▶ Challenge: Convert the material below into a two-column CSV with the header instruction,points, one row per request. Put the request text and its answer each in a single quoted field with line breaks replaced by spaces, and leave the pictures out.
[Begin Input records]
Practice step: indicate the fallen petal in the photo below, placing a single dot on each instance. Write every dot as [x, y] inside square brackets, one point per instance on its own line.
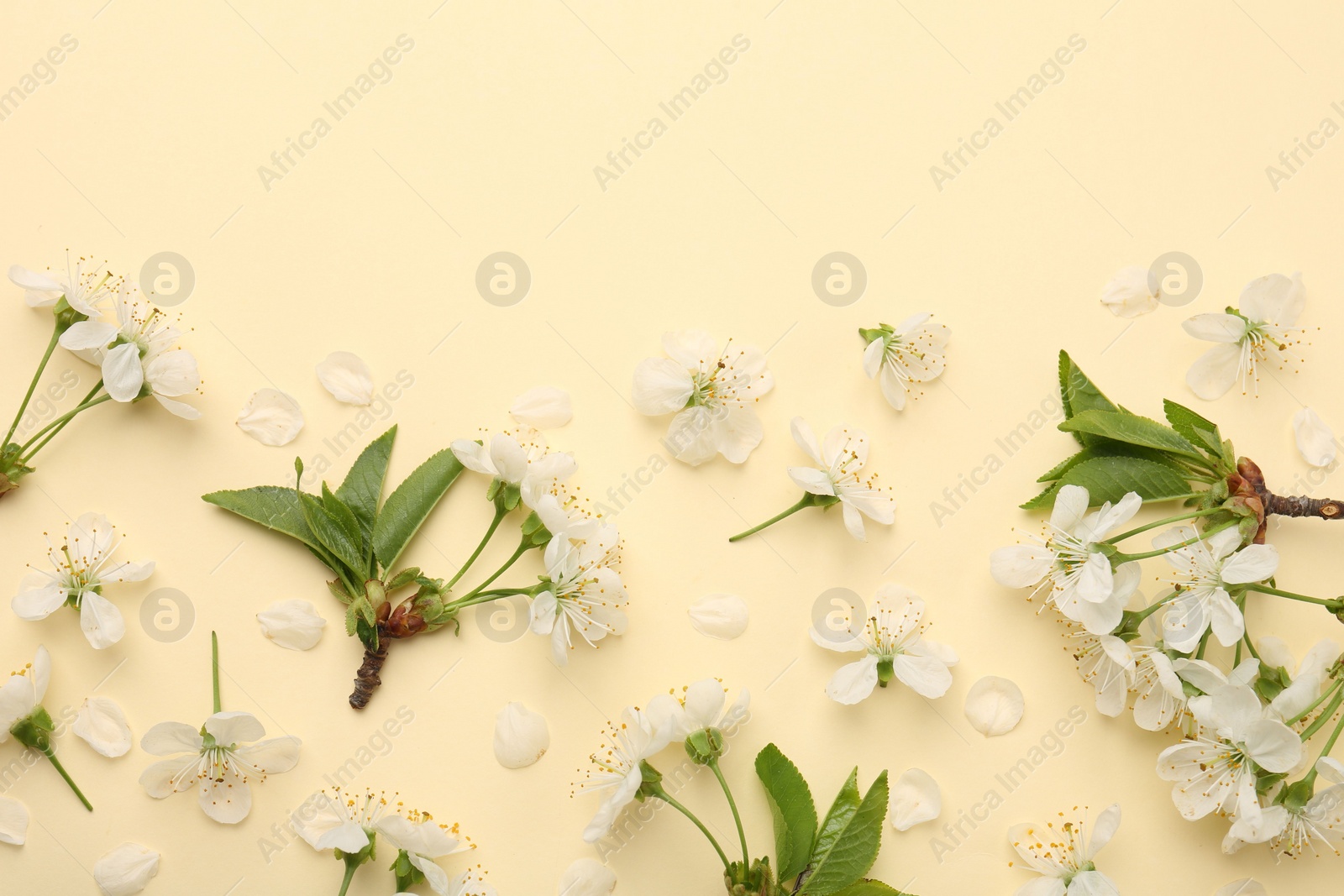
[272, 418]
[292, 624]
[521, 736]
[916, 799]
[544, 407]
[588, 878]
[13, 821]
[1315, 439]
[127, 869]
[994, 705]
[102, 726]
[719, 616]
[347, 378]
[End Input records]
▶ Result:
instruction,points
"Practice step: indicate the fallen petal in the photo below, placing a single dot on each instance. Write every dot as [x, y] inside square brackets, one point per instance on its own line.","[272, 418] [292, 624] [521, 736] [916, 799] [544, 407] [588, 878] [13, 821] [1315, 439] [127, 869] [994, 705] [102, 726] [719, 616] [347, 378]"